**Work required:** Output, with no changes, the span of lines that opens with the line containing "Mark each instance of the dry" and closes with the last line.

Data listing
/---
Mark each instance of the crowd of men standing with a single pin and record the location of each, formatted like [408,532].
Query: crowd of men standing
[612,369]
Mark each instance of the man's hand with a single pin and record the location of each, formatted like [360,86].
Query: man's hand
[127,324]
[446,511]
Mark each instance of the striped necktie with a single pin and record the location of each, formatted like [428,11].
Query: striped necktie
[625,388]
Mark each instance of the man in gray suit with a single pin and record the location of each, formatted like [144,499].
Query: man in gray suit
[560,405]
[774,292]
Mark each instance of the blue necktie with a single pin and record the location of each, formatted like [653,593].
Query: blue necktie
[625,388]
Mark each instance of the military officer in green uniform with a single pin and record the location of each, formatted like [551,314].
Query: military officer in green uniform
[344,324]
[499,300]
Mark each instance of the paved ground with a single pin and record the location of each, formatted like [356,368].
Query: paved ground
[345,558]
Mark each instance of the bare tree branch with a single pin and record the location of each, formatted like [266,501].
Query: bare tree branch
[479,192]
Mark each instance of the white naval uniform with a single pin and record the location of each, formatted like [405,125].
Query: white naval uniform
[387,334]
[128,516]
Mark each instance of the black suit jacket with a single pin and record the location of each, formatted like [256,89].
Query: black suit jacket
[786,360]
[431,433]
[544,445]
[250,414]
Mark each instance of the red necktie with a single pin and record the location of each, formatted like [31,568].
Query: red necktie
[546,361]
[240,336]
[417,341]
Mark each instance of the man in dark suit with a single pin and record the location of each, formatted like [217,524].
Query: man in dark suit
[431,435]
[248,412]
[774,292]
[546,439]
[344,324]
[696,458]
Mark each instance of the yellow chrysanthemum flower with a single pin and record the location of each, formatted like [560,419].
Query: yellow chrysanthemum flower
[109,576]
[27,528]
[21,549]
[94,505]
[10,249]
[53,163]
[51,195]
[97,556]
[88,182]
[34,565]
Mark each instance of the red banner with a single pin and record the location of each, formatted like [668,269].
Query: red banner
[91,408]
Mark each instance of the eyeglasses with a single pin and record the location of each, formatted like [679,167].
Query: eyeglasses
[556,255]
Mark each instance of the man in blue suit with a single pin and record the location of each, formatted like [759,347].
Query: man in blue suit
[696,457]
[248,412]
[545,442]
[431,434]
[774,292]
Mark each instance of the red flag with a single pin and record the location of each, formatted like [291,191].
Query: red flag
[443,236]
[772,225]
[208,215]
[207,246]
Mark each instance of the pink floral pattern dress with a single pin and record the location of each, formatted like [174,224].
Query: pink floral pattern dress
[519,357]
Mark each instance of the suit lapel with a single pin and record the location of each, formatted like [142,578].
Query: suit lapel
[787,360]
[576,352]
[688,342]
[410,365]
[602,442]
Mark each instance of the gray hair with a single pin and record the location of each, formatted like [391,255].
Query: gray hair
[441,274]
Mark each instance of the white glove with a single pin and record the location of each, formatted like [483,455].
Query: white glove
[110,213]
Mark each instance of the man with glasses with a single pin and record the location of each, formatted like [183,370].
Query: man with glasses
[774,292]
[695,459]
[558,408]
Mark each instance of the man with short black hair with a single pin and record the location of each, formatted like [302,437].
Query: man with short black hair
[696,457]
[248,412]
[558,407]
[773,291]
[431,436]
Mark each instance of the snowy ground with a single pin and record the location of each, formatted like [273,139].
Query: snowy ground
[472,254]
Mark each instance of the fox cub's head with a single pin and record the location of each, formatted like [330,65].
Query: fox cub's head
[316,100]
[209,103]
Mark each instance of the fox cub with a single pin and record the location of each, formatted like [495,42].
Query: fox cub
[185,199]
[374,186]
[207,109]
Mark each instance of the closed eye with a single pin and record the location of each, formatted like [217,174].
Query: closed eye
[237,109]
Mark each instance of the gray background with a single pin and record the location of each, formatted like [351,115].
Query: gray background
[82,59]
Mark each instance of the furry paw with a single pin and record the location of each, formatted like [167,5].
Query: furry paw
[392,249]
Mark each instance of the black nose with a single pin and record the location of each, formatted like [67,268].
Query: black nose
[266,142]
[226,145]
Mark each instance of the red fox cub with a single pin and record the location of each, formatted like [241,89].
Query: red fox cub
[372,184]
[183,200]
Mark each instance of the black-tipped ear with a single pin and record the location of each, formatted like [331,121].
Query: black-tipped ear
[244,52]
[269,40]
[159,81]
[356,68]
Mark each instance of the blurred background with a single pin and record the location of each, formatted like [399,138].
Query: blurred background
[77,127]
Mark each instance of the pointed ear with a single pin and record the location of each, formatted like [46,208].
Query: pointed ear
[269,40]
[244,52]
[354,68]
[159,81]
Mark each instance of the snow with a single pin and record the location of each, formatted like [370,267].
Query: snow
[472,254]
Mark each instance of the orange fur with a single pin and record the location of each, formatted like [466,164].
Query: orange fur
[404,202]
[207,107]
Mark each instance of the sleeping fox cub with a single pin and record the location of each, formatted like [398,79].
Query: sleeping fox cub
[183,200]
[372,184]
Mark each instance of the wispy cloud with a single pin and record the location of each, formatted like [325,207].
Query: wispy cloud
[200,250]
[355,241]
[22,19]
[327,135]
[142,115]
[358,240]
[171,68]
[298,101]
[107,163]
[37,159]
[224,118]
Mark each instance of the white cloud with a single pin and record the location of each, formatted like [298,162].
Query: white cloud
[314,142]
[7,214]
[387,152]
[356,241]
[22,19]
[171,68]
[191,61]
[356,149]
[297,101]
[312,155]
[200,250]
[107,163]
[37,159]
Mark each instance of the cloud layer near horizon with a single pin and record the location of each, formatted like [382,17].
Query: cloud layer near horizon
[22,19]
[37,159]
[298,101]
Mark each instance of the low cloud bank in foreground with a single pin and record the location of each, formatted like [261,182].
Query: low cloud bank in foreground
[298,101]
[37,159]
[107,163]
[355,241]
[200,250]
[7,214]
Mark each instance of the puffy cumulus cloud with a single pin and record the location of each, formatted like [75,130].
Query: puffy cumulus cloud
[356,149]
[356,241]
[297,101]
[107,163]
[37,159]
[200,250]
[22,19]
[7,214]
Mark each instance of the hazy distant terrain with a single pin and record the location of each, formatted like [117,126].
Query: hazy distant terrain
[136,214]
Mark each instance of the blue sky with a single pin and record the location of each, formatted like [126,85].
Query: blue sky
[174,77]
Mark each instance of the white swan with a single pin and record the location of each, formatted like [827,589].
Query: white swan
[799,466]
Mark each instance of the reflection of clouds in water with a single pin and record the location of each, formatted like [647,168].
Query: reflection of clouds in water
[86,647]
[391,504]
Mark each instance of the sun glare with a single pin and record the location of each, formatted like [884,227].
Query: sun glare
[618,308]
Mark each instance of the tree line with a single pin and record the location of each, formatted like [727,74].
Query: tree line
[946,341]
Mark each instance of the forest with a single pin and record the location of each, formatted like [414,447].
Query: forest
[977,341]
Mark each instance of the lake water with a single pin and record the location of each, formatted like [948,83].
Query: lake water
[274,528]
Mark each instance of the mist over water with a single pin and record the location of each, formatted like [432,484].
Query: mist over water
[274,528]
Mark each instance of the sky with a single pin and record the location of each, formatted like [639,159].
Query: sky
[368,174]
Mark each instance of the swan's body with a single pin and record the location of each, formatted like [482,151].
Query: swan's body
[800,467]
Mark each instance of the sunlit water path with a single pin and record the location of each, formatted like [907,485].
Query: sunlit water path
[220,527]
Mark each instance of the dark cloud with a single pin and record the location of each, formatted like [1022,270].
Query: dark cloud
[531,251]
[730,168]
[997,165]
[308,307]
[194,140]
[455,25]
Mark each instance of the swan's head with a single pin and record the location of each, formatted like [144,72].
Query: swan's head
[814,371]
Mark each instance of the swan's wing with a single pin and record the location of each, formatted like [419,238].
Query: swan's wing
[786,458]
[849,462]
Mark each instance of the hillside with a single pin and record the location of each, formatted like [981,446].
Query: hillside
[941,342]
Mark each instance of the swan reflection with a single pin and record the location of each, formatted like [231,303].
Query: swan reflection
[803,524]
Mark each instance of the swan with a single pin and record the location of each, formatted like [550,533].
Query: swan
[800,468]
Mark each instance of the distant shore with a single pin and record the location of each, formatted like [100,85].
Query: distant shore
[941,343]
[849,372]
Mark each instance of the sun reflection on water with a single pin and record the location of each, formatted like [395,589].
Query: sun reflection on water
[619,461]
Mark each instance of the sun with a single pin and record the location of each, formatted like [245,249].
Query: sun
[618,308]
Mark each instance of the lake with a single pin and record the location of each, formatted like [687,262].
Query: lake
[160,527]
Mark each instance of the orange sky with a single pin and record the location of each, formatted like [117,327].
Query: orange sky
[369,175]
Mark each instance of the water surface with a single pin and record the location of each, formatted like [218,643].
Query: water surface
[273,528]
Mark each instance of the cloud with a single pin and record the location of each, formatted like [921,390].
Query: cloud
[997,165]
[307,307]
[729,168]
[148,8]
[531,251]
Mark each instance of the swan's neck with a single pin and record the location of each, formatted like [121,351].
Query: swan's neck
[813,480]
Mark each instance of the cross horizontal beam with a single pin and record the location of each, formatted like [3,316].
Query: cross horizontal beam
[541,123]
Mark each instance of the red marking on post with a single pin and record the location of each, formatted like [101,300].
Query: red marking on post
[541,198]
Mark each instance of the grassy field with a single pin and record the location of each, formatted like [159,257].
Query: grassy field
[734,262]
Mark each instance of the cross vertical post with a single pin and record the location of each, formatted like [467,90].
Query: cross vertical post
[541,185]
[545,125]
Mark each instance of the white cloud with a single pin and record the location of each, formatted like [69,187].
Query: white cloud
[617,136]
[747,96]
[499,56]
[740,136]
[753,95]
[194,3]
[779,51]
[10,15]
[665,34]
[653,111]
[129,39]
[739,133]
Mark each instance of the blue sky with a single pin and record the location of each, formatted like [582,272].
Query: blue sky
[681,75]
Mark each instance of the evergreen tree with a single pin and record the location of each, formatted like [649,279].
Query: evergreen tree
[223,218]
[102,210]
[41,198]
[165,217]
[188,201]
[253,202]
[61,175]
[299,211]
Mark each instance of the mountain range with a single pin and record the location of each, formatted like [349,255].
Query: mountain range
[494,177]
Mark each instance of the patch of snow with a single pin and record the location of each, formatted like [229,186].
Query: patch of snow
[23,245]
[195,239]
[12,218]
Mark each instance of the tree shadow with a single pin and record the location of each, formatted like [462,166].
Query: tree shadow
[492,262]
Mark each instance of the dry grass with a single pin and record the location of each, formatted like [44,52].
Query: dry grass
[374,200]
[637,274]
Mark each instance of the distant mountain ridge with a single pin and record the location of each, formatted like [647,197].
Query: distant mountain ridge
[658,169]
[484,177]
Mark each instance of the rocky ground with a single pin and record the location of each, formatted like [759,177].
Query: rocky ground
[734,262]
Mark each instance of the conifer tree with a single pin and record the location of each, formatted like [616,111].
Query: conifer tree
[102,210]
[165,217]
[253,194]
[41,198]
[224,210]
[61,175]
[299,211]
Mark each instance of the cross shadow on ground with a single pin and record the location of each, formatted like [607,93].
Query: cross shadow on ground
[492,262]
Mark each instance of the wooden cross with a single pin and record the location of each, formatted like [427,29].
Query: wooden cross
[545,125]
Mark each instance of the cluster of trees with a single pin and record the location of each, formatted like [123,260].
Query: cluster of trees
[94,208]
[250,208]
\---
**Task output:**
Mark each instance of the dry grass with a single pin and record the location of each, formatted like [44,52].
Query: dry grass
[374,200]
[637,274]
Mark each instance of the distant mountain ridge with a single pin and record the location of each, formatted like [647,197].
Query: distant mountain ridge
[658,169]
[484,177]
Mark each instance of the rocky ground with a single pin and record the location of each, formatted like [759,177].
Query: rocky ground
[734,262]
Mark each instance of the conifer tree with a single pin and record the location of each, formatted like [616,111].
Query: conifer tree
[102,210]
[165,217]
[253,194]
[41,198]
[224,210]
[61,175]
[299,211]
Mark each instance of the cross shadow on ground with a single pin and record the location of each, formatted like [607,93].
Query: cross shadow on ground
[492,262]
Mark each instance of the wooden cross with a single pin and record the location of each, formatted like [427,29].
Query: wooden cross
[545,125]
Mark each instance of the cluster of trees with a single pin and record the location of each, formatted like [123,260].
Query: cluster of trees
[94,208]
[250,208]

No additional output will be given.